EXERCISE GOAL:
Set down the data again in full, keeping every line exactly as it is.

[Region pointing data]
<<<<
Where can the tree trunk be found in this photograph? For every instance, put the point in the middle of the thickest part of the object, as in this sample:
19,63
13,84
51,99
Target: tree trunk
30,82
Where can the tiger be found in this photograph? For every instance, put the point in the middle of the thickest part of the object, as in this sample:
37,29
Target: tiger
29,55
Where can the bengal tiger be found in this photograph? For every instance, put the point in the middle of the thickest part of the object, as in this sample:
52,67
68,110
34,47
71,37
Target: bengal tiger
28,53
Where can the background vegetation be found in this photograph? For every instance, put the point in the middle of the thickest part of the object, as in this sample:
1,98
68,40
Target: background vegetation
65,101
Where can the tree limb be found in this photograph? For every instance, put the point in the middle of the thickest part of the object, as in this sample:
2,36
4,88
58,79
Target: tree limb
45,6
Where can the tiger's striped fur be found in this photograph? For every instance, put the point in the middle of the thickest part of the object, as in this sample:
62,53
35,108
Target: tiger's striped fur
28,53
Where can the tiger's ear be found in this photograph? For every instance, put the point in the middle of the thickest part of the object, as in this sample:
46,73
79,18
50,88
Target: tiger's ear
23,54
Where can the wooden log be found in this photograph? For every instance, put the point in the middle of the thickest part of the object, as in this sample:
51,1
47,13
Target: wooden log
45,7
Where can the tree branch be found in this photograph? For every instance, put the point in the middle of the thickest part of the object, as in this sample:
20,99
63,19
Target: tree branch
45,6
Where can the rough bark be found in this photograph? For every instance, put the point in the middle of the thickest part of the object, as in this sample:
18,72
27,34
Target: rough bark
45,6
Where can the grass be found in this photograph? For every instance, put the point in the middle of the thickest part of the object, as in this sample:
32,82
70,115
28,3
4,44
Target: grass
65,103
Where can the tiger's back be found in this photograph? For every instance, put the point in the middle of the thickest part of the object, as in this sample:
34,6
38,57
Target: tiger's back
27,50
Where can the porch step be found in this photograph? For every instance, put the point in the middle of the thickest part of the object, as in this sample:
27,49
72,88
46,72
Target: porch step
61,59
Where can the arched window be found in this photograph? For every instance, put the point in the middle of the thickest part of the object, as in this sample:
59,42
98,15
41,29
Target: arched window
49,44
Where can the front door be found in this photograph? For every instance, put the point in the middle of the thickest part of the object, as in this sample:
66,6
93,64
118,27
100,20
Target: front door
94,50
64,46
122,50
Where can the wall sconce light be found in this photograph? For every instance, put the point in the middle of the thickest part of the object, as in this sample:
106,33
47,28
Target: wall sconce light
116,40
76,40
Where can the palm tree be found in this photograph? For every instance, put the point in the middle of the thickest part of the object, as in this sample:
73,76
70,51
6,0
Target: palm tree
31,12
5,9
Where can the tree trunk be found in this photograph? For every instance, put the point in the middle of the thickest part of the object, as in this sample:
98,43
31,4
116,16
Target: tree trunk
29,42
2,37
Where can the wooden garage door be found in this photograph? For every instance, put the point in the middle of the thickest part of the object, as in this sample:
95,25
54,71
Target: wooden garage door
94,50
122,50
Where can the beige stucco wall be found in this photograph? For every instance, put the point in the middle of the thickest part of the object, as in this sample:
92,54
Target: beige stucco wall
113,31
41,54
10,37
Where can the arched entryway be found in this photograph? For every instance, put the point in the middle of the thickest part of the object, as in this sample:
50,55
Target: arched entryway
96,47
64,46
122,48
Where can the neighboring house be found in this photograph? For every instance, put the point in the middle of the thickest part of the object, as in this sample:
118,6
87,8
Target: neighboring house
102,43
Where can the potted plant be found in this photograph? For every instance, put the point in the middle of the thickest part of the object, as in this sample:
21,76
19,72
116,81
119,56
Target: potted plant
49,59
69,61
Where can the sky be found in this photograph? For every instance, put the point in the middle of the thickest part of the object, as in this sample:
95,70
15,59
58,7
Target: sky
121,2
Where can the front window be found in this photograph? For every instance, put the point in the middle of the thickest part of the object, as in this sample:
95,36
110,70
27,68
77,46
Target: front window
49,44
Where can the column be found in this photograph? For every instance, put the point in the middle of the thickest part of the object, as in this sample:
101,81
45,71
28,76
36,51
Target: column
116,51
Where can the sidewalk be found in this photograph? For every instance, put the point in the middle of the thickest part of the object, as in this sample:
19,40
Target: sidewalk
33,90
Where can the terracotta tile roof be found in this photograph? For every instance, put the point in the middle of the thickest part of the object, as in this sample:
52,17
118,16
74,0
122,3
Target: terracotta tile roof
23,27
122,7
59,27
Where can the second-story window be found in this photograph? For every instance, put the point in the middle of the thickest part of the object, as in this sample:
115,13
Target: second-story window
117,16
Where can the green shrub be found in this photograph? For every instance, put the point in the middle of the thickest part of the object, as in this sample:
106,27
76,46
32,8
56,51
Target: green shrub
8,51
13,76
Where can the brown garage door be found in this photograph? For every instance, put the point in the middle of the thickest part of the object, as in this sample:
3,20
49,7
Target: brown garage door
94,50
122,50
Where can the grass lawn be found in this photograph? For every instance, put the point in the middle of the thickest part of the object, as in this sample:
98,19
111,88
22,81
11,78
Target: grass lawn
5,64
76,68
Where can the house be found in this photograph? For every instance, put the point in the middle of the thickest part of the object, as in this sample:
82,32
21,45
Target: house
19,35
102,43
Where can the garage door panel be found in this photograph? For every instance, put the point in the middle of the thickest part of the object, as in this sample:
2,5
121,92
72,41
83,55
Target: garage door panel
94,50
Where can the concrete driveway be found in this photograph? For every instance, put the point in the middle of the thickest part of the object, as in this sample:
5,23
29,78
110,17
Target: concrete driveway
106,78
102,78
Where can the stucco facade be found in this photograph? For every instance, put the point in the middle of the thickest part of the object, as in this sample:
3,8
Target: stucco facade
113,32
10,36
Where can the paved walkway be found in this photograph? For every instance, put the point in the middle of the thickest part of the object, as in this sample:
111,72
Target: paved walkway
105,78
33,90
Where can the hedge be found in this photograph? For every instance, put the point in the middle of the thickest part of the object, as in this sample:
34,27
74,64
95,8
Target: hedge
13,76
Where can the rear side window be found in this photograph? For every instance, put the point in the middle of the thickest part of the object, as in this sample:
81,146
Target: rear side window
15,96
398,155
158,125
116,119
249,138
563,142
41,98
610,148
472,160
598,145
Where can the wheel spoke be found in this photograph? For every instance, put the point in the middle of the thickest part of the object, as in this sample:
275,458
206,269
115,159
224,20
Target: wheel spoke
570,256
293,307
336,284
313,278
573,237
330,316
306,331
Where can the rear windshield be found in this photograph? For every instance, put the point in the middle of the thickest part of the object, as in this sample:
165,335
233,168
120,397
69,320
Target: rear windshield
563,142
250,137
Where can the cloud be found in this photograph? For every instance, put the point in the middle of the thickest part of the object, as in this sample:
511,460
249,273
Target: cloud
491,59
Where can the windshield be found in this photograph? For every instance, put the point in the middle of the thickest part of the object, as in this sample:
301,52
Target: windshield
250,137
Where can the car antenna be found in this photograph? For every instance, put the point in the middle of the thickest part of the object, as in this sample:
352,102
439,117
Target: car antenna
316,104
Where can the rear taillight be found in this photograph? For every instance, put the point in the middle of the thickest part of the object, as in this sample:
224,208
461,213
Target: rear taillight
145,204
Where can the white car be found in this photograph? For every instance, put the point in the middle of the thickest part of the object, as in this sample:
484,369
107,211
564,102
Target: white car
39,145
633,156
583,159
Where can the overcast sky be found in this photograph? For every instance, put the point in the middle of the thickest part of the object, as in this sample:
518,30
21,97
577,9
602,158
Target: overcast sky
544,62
>>>>
SOLUTION TO THE EXERCISE:
Where can the tree trunk be found in this photograph? For every instance, put the point in the middle of the thickest part of the object, as in this sample:
19,63
13,84
51,99
Target: tree trunk
30,82
Where can the tiger be found in this photograph? For every instance, put the point in the middle of the thickest part of the object, as in this sample:
37,29
Target: tiger
29,55
Where can the bengal tiger be found in this photograph? For every instance, put the point in the middle of the thickest part of the object, as in this sample:
52,67
68,110
34,47
71,37
Target: bengal tiger
28,53
Where can the background vegetation be found in this photograph? For every instance, put the point in the middle of the thickest part of the object, as in this sample:
1,98
68,40
Target: background vegetation
65,101
Where can the tree limb be found in this photograph? For every instance, put the point in the middle of the thickest part of the object, as in this sample:
2,36
4,88
58,79
Target: tree limb
45,6
Where can the tiger's striped fur be found in this photograph? For every instance, put the point in the middle of the thickest part of the object, as in this sample:
62,53
35,108
Target: tiger's striped fur
28,53
Where can the tiger's ear be found in this photograph? For every instance, put the point in the middle of the thickest part of the object, as in this sample:
46,73
79,18
50,88
Target: tiger's ear
23,54
Where can the wooden log be found in this photograph? For every instance, put the point in the middle of the thickest part of the object, as in this sample:
51,1
47,13
Target: wooden log
45,7
Where can the tree branch be found in this photograph? For every instance, put the point in the middle of the thickest part of the object, as in this sample:
20,99
63,19
Target: tree branch
45,6
Where can the rough bark be found in this photograph? For every instance, put the point in the middle of the thickest part of the object, as in this sample:
18,72
27,34
Target: rough bark
45,6
Where can the grass be found in this photograph? For every instance, put the point in the middle of the thickest part of the object, as in this sample:
32,82
70,115
28,3
4,44
Target: grass
65,103
Where can the tiger's back be found in this photograph? For every instance, put the point in the middle of the thickest part of the object, as in this sample:
34,6
38,57
Target: tiger's back
27,50
Where can the porch step be found in this photograph? For every instance, put the point in the middle of the thickest part of the object, as in this sample:
27,49
72,88
46,72
Target: porch step
61,59
Where can the arched window be found in this photograph? For every instance, put the point in the middle of the thickest part of the object, as in this sample:
59,42
98,15
41,29
Target: arched window
49,44
Where can the front door be found in this photograph? For every instance, put the point in the middle of the thickest part of the object, as in this sample:
66,6
93,64
118,27
100,20
Target: front door
94,50
64,46
122,50
Where can the wall sconce light be found in this photograph? For every instance, put the point in the middle of the thickest part of the object, as in this sample:
106,33
47,28
Target: wall sconce light
116,40
76,40
Where can the palm tree be found in this photograph? For every instance, put the point in the middle of the thickest part of the object, as in this sample:
73,76
70,51
6,0
Target: palm tree
31,12
5,9
Where can the tree trunk be found in this photograph? For every instance, put the point in the middle of the thickest part of the object, as in this sample:
98,43
31,4
116,16
Target: tree trunk
29,42
2,37
Where can the wooden garage door be found in this photograph? For every instance, put the point in the middle of the thickest part of the object, as in this sample:
95,25
54,71
Target: wooden garage door
94,50
122,50
Where can the beige stucco wall be found in this photograph? For every instance, put the point in the middle of the thickest part of the object, as in this sample:
92,54
Target: beige stucco wall
113,31
41,54
10,37
Where can the arched entryway be found in this photograph? For every instance, put the point in the middle of the thickest part of the object, as in this sample:
50,55
Target: arched entryway
96,47
64,46
122,48
Where can the neighboring house be found in this photograph? For every instance, put the point in the middle of the thickest part of the object, as in this sample:
118,6
87,8
Target: neighboring house
102,43
Where can the potted plant be found in this photograph? For every instance, put the point in the middle of the thickest part of the object, as in this sample:
21,76
19,72
116,81
119,56
Target: potted plant
49,59
69,61
Where can the sky be found in this photograph? For every instance, put the point in the middle of the thickest part of the object, as in this sample:
95,70
15,59
58,7
Target: sky
121,2
Where can the front window be found in this photograph? For every instance, put the point in the middle of the thickest part of the object, as in this sample:
95,36
110,70
27,68
77,46
Target: front window
49,44
Where can the column be found in this photograph? For every instance, put the point in the middle of the thickest part of the object, as in this sample:
101,81
45,71
28,76
36,51
Target: column
116,51
Where can the sidewalk be found in this photograph? For every instance, put the point in the middle of the thickest part of the object, as in this sample:
19,40
Target: sidewalk
33,90
Where can the terracotta tile roof be found in this photograph? For every instance, put the point in the middle of the thickest part of the object, as in this sample:
52,17
118,16
74,0
122,3
Target: terracotta tile roof
23,27
122,7
59,27
Where can the second-story window be found in this photograph? For every instance, put the point in the middle of the thickest part of the object, as in this sample:
115,13
Target: second-story window
117,16
Where can the green shrub be found in this photograph? For every instance, put the point in the middle of the thickest part of the object, as in this sample:
106,27
76,46
32,8
56,51
Target: green shrub
8,51
13,76
Where can the brown garage door be found in this photograph? For every instance, put the point in the middle of the thickest part of the object, as in this sample:
3,20
49,7
Target: brown garage door
94,50
122,50
Where can the grass lawn be found in this photograph? For every instance, put the point in the middle of the thickest part of the object, as in this sample:
98,19
111,88
22,81
11,78
Target: grass lawn
5,64
76,68
Where can the house be found in this photograph? For every instance, put the point in the middle of the thickest part of the object, as in this sample:
82,32
21,45
Target: house
19,35
102,43
Where can the garage door panel be found in this photograph? For every instance, put the point in the middle of the thickest part of the object, as in this sample:
2,5
121,92
72,41
83,55
Target: garage door panel
94,50
Where can the concrete driveway be found in this photograph? For every instance, put the point in the middle of the thickest part of the object, as in this sample:
5,23
29,78
110,17
Target: concrete driveway
106,78
102,78
Where can the stucco facade be found in this photograph? For every instance, put the point in the middle of the thickest part of the object, as in this sample:
3,8
Target: stucco facade
113,32
10,36
Where can the paved walkway be found in this photograph? For every instance, put the point in the middle of the thickest part of the object, as in this sample:
111,72
Target: paved walkway
105,78
33,90
Where can the hedge be found in this photograph? For every instance, put the point in the middle of the thickest part of the object, as in this sample:
34,27
74,64
95,8
Target: hedge
13,76
Where can the rear side window be found in this photograph? For every instance, put the point in the middle of the thickest part of the object, as in this sample:
81,146
Target: rear side window
15,96
398,155
158,125
116,119
249,138
563,142
41,98
610,148
472,160
598,145
Where can the wheel spoke be found in this photograph? For every instance, put the point in the middle of the thickest part of the object, as in this sample:
275,458
206,269
115,159
224,20
Target: wheel spoke
570,256
293,307
336,284
313,278
573,237
330,316
306,331
Where can the rear windshield be found in this photograph? For every instance, put the point in the middle of the thickest part of the object, as in this sample:
165,335
233,168
120,397
69,320
Target: rear windshield
563,142
250,137
Where can the cloud be found in this photograph? For every instance, put the point in the middle of the thickest part of the object, as in this sample:
511,460
249,273
Target: cloud
491,59
Where can the windshield be found in this photograph? For every instance, put the point in the middle of the thickest part of the object, as in this sample:
301,52
Target: windshield
250,137
Where can the car antenna be found in this photograph? For every instance, put the point in the middle of the thickest part of the object, as in this sample:
352,102
439,117
Target: car antenna
316,104
Where can the rear taillight be found in this photograph? For every instance, put the point in the middle of the thickest part of the object, as in this sample:
224,208
461,213
Target: rear taillight
145,204
Where can the white car be found in this photograph? For every instance, put the point in the middle of the thickest part of the object, as in this sample:
484,369
107,211
564,102
Target: white car
39,145
633,156
583,159
Where can the overcast sky be found in this photograph? For every instance, put the point in the middle of the thickest part of the object, as in this sample:
518,30
21,97
577,9
602,158
Target: overcast sky
544,62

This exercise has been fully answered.